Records
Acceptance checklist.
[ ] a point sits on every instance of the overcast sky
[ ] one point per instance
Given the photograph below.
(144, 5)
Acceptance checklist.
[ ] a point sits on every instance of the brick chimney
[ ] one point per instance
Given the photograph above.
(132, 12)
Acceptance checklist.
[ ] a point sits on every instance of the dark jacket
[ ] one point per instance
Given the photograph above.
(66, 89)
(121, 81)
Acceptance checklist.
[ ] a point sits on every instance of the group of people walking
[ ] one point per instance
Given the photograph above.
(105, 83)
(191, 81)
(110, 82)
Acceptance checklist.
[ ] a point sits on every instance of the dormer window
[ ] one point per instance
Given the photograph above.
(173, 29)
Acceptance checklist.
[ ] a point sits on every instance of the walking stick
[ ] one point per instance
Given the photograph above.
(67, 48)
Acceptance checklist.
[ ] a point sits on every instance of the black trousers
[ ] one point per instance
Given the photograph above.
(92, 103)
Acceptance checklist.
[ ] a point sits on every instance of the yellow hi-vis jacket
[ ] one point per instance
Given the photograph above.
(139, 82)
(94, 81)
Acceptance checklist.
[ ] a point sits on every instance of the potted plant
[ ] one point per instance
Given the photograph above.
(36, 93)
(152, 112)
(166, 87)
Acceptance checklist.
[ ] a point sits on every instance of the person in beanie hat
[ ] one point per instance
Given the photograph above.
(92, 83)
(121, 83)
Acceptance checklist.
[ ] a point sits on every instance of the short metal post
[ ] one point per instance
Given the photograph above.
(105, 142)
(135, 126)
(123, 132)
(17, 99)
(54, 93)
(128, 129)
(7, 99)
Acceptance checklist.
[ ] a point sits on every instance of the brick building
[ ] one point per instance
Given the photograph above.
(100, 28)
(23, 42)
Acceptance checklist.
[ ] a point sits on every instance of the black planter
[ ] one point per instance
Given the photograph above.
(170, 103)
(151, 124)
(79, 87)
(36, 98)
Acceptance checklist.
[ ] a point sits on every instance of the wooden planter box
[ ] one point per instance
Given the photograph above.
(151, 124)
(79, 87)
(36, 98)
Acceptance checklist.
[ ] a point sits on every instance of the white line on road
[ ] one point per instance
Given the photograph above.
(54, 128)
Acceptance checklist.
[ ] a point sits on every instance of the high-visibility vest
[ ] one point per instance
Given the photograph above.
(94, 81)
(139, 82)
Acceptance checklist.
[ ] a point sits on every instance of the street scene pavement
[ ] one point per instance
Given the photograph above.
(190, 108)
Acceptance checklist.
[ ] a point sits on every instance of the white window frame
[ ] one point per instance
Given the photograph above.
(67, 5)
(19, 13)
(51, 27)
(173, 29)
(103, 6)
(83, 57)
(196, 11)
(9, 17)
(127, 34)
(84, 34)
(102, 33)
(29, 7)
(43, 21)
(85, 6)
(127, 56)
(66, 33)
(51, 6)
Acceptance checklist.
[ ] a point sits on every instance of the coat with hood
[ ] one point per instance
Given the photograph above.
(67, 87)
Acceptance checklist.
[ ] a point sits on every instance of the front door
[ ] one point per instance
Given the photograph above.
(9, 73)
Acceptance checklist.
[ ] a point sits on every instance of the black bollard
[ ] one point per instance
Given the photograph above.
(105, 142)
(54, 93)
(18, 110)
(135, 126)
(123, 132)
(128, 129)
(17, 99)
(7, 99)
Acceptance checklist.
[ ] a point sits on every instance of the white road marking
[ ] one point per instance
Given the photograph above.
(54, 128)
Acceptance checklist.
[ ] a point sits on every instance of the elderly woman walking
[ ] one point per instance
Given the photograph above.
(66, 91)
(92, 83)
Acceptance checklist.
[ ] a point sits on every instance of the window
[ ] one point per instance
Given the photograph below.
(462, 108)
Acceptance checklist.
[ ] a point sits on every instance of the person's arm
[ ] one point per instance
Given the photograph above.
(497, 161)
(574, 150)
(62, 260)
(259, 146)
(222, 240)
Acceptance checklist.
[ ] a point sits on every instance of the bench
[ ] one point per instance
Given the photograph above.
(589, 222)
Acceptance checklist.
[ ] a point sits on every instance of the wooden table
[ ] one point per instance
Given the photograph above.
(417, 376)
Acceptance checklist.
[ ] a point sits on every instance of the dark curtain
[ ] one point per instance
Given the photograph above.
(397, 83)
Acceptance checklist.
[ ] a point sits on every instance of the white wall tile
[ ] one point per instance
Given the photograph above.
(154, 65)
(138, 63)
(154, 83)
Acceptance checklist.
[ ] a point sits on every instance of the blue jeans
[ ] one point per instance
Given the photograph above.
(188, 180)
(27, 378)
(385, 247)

■ PROBLEM DESCRIPTION ■
Report each of the lines above that contains the string "white".

■ TASK ANSWER ■
[ ] a point sits on every instance of the white line on road
[ ] a point sits on every instance of the white window frame
[ ] a point sits on every instance of the white road marking
[ ] a point sits on every instance of the white wall tile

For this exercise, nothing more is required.